## TÂCHE ASSIGNÉE 1:
Recopiez fidèlement le passage du texte de la page qui va de « Elle soutient, essentiellement, à » jusqu'à « de la maison. ».
## TÂCHE ASSIGNÉE 2:
Mettez toutes les lignes des entrées sous la forme d'une liste numérotée, en omettant les lignes vides.

## TEXTE DE LA PAGE:
Elle soutient, essentiellement, à cet effet, que :
- les dispositions de l'article R. 231-9 du Code de la Construction et de l'Habitation sont entièrement d'ordre public, et que l'appelante a bien accepté la résiliation ;
- en tout état de cause, les pièces versées aux débats ne permettent pas de vérifier un travail, justifiant 10 % du prix de la maison.
A l'appui de son appel incident, elle fait valoir le peu de sérieux de la société appelante, ainsi que les exigences par elle manifestées.
Dans des conclusions déposées le 11 mai 1994, l'appelante conclut, sur le fondement de l'article 132 du Nouveau Code de Procédure Civile, à l'irrecevabilité des pièces dont viendrait à faire état [minute page 5] l'intimée, qui n'auraient pas été soumises au débat contradictoire.
MOTIFS (justification de la décision) (N.B. : mention ne figurant pas sur l’original)
MOTIFS DE LA DECISION :
Sur la procédure :
Attendu que la recevabilité de l'appel n'est pas discutée par l'intimée, et qu'aucun moyen susceptible d'être relevé d'office, sur cette recevabilité ne ressort de la procédure ;
Que l'appel est donc recevable ;
Sur le fond :
Attendu, certes, que l'article R. 231-9 du Code de la Construction et de l'Habitation ne prévoit que la possibilité de l'insertion dans le contrat de construction d'une maison individuelle, d'une clause permettant à l'une ou l'autre des parties de le résilier, dans le mois de la signature ;
Mais attendu, d'une part, que la prévision, lors de la signature du contrat, d'un engagement immédiat et définitif du consommateur, est une clause abusive ;
Que d'autre part, la renonciation par l'intimée, au bénéfice des dispositions de l'article 8.3 des conditions générales du contrat souscrit, laisse subsister, en l'espèce, la possibilité de résiliation unilatérale, au profit du seul constructeur ;
Qu'il apparaît, en conséquence, que le constructeur s'oblige sous une condition potestative portant sur sa seule volonté ;
Attendu, qu'en application des dispositions de l'article 1174 du Code Civil, cette obligation est nulle, et entraîne la nullité du contrat tout entier, s'agissant d'un contrat synallagmatique ;
Attendu que n'est pas démontré, en cause d'appel, le débit du chèque d'acompte, dont le remboursement est sollicité par Madame X. ;
Que, donc, doit être purement et simplement confirmé, en toutes ses dispositions le jugement querellé ;
Attendu que l'intimée n'établissant aucune faute commise par l'appelante, dans l'exercice de son droit d'ester en justice, doit être déboutée de sa demande en dommages-intérêts du chef de procédure abusive ;
[minute page 6] Que l'équité commande d'allouer à cette dernière une somme de 5.000 Francs en compensation des frais non répétibles, par elle exposés en cause d'appel ;
Attendu que l'appelante principale, succombant en son recours, doit être condamnée aux dépens d'appel ;
DISPOSITIF (décision proprement dite) (N.B. : mention ne figurant pas sur l’original)

## ENTRÉES DE DONNÉES:
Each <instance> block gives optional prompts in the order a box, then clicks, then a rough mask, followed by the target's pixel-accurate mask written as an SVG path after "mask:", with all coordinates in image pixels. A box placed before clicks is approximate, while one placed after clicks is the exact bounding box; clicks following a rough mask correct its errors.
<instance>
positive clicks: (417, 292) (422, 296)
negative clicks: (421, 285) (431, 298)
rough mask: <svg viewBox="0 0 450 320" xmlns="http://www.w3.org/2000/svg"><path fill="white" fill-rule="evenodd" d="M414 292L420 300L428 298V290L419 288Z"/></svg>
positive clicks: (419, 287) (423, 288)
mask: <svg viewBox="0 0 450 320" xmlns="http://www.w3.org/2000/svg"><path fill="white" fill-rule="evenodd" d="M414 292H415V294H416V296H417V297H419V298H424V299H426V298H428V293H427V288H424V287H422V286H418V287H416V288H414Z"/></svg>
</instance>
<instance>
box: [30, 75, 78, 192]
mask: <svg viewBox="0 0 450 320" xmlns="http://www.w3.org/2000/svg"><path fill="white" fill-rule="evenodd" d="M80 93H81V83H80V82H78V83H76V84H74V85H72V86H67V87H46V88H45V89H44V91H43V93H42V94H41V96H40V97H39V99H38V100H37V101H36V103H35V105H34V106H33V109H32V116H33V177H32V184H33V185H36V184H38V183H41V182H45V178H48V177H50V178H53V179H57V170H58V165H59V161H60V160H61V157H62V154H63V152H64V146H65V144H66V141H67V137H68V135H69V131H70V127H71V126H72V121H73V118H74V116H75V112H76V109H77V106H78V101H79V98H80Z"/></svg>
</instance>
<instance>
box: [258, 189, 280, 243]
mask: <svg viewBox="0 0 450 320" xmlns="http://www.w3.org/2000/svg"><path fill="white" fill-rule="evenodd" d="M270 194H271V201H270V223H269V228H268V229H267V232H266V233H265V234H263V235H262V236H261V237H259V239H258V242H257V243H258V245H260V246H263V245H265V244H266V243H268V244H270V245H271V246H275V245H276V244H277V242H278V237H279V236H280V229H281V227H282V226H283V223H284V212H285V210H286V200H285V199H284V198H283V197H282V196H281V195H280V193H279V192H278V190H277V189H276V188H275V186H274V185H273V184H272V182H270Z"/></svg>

## SOLUTION 1:
Elle soutient, essentiellement, à cet effet, que :
- les dispositions de l'article R. 231-9 du Code de la Construction et de l'Habitation sont entièrement d'ordre public, et que l'appelante a bien accepté la résiliation ;
- en tout état de cause, les pièces versées aux débats ne permettent pas de vérifier un travail, justifiant 10 % du prix de la maison.

## SOLUTION 2:
1. Each <instance> block gives optional prompts in the order a box, then clicks, then a rough mask, followed by the target's pixel-accurate mask written as an SVG path after "mask:", with all coordinates in image pixels. A box placed before clicks is approximate, while one placed after clicks is the exact bounding box; clicks following a rough mask correct its errors.
2. <instance>
3. positive clicks: (417, 292) (422, 296)
4. negative clicks: (421, 285) (431, 298)
5. rough mask: <svg viewBox="0 0 450 320" xmlns="http://www.w3.org/2000/svg"><path fill="white" fill-rule="evenodd" d="M414 292L420 300L428 298V290L419 288Z"/></svg>
6. positive clicks: (419, 287) (423, 288)
7. mask: <svg viewBox="0 0 450 320" xmlns="http://www.w3.org/2000/svg"><path fill="white" fill-rule="evenodd" d="M414 292H415V294H416V296H417V297H419V298H424V299H426V298H428V293H427V288H424V287H422V286H418V287H416V288H414Z"/></svg>
8. </instance>
9. <instance>
10. box: [30, 75, 78, 192]
11. mask: <svg viewBox="0 0 450 320" xmlns="http://www.w3.org/2000/svg"><path fill="white" fill-rule="evenodd" d="M80 93H81V83H80V82H78V83H76V84H74V85H72V86H67V87H46V88H45V89H44V91H43V93H42V94H41V96H40V97H39V99H38V100H37V101H36V103H35V105H34V106H33V109H32V116H33V177H32V184H33V185H36V184H38V183H41V182H45V178H48V177H50V178H53V179H57V170H58V165H59V161H60V160H61V157H62V154H63V152H64V146H65V144H66V141H67V137H68V135H69V131H70V127H71V126H72V121H73V118H74V116H75V112H76V109H77V106H78V101H79V98H80Z"/></svg>
12. </instance>
13. <instance>
14. box: [258, 189, 280, 243]
15. mask: <svg viewBox="0 0 450 320" xmlns="http://www.w3.org/2000/svg"><path fill="white" fill-rule="evenodd" d="M270 194H271V201H270V223H269V228H268V229H267V232H266V233H265V234H263V235H262V236H261V237H259V239H258V242H257V243H258V245H260V246H263V245H265V244H266V243H268V244H270V245H271V246H275V245H276V244H277V242H278V237H279V236H280V229H281V227H282V226H283V223H284V212H285V210H286V200H285V199H284V198H283V197H282V196H281V195H280V193H279V192H278V190H277V189H276V188H275V186H274V185H273V184H272V182H270Z"/></svg>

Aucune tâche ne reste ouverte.